START

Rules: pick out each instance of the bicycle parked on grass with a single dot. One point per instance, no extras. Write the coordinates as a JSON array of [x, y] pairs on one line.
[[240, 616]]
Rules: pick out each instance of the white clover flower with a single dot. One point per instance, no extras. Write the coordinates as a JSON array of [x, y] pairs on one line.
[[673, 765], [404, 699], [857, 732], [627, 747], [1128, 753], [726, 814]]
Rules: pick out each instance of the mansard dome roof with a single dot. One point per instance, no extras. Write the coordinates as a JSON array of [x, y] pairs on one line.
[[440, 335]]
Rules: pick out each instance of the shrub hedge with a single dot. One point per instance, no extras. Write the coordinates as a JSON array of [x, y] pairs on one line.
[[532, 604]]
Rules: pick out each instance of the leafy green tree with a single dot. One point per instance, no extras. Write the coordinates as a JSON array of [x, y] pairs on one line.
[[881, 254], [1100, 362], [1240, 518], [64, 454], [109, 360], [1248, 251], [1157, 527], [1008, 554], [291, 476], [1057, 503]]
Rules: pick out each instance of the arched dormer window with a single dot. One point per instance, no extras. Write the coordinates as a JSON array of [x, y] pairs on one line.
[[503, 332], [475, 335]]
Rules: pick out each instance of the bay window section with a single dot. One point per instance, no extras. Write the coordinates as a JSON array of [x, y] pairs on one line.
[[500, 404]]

END

(Work to complete): Please express the data between the lines holding "Rules: pick out each instance of the white" and "753], [726, 814]]", inclusive, as a JSON list of strings with one string per line, leaving out any blank lines.

(Completed task):
[
  "Rules: pick out each instance of the white clover flower with a single dot. One point per instance, no extras. Write the coordinates as a JSON array of [x, y] pairs on one line.",
  "[[673, 765], [404, 699], [857, 732], [627, 747], [1128, 753], [726, 814]]"
]